All lines from the one with "rough mask: <svg" to the end of the data: return those exactly, and only those.

** Supplied material follows **

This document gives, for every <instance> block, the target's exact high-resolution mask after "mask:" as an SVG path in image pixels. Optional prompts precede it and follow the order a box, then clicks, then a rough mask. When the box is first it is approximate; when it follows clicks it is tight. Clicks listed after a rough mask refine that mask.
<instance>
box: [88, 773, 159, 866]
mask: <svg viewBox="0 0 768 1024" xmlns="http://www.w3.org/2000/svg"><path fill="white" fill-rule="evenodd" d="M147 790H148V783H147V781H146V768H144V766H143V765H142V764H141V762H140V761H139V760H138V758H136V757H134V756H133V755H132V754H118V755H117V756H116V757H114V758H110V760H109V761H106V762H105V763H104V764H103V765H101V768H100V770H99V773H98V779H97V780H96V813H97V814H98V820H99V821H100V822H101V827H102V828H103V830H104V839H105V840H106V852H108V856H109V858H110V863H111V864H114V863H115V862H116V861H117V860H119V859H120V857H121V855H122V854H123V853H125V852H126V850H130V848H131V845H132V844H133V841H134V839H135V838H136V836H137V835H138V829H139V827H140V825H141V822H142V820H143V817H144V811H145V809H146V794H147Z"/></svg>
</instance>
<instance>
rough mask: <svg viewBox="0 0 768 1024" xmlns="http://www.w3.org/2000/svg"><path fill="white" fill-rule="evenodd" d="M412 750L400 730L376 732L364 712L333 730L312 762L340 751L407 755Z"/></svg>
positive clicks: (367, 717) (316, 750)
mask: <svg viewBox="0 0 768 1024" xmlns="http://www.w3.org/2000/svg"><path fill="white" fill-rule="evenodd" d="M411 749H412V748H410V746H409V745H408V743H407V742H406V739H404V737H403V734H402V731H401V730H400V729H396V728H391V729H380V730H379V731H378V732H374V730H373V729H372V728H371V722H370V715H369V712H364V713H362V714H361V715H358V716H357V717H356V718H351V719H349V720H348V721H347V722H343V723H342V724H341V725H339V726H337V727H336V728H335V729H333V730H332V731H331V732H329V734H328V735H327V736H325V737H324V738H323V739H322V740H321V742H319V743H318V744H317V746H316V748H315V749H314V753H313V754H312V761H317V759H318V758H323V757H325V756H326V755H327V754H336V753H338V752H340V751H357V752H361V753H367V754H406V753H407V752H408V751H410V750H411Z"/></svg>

** End of Supplied material **

## Solved exercise:
rough mask: <svg viewBox="0 0 768 1024" xmlns="http://www.w3.org/2000/svg"><path fill="white" fill-rule="evenodd" d="M412 750L400 730L376 732L364 712L333 730L312 762L340 751L407 755Z"/></svg>
positive clicks: (367, 717) (316, 750)
mask: <svg viewBox="0 0 768 1024" xmlns="http://www.w3.org/2000/svg"><path fill="white" fill-rule="evenodd" d="M411 749H412V748H410V746H409V745H408V743H407V742H406V739H404V737H403V734H402V731H401V730H400V729H396V728H391V729H380V730H379V731H378V732H374V730H373V729H372V728H371V722H370V715H369V712H364V713H362V714H361V715H358V716H357V717H356V718H351V719H349V720H348V721H347V722H343V723H342V724H341V725H339V726H337V727H336V728H335V729H333V730H332V731H331V732H329V734H328V735H327V736H325V737H324V738H323V739H322V740H321V742H319V743H318V744H317V746H316V748H315V749H314V753H313V754H312V761H317V759H318V758H323V757H325V756H326V755H327V754H336V753H338V752H340V751H357V752H361V753H367V754H406V753H407V752H408V751H410V750H411Z"/></svg>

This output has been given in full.